» Try it
Your task is to copy the records that follow exactly, minus any images.

» Information supplied

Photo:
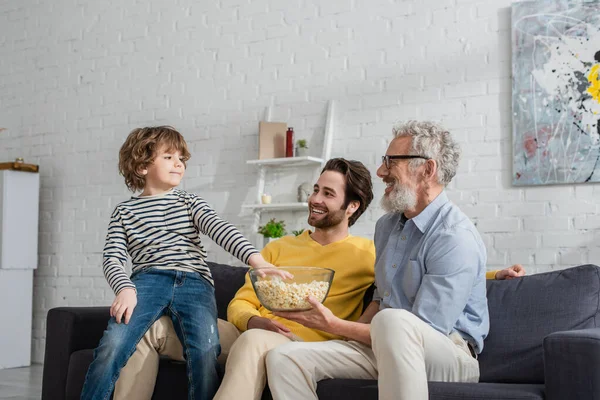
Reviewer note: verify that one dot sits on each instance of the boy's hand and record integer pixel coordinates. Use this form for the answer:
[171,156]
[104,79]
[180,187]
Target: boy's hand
[514,271]
[124,305]
[264,268]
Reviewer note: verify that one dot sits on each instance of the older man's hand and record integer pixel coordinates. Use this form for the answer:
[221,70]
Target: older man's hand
[514,271]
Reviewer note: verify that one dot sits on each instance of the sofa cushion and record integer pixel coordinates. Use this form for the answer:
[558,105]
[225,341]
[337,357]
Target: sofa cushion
[228,280]
[524,311]
[347,389]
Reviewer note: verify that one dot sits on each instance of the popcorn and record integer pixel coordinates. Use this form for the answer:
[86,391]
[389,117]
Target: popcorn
[280,296]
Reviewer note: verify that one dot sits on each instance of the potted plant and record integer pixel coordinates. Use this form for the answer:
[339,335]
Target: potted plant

» Answer section
Photo:
Reviewer note: verify that one dot sits on each instance of the boy's hand and record integer pixel coordinates. Use this form for the answer:
[171,156]
[104,79]
[180,187]
Target: boy's hand
[514,271]
[124,305]
[264,268]
Reviewer note: verify that one dot sits on each instance of the older man's hand and record integer pixel coordinates. Use this form for the answer:
[221,70]
Target: older man's hand
[514,271]
Reviewer note: verify that one dot sits on each instance of the sofa cushion and record integer pixel coordinates. Use this form for the answer:
[558,105]
[225,341]
[337,357]
Target: sofa cushion
[228,280]
[524,311]
[347,389]
Reviewer note: verify that one dot sits on each instance of the popcorn and record integer pixel coordinates. Use this form for the answer:
[86,391]
[389,117]
Target: popcorn
[280,296]
Reviewer note: verify that one dot sits on each instance of the potted plant and record integer pixel coordinates. Use this form for the answer:
[339,335]
Target: potted plant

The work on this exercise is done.